- Short problem
From the items below, keep only the lines that contain the string "tree". Matching is case-sensitive.

- Records
━━━━━━━━━━━━━━━━

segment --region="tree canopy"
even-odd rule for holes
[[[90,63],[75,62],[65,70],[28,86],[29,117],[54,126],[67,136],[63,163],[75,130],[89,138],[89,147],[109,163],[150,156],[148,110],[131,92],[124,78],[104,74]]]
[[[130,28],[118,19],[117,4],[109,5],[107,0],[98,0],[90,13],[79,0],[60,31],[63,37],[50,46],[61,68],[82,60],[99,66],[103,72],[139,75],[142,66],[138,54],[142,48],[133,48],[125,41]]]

━━━━━━━━━━━━━━━━

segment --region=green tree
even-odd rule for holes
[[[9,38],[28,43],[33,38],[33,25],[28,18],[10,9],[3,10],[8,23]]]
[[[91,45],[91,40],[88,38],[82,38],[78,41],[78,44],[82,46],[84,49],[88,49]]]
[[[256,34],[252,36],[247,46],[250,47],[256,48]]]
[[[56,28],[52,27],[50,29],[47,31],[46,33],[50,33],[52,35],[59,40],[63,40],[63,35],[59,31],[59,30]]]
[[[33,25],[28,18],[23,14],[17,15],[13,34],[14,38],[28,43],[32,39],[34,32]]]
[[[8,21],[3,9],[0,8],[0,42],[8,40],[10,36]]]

━━━━━━━━━━━━━━━━

- Solution to the problem
segment --region="tree canopy"
segment --region=green tree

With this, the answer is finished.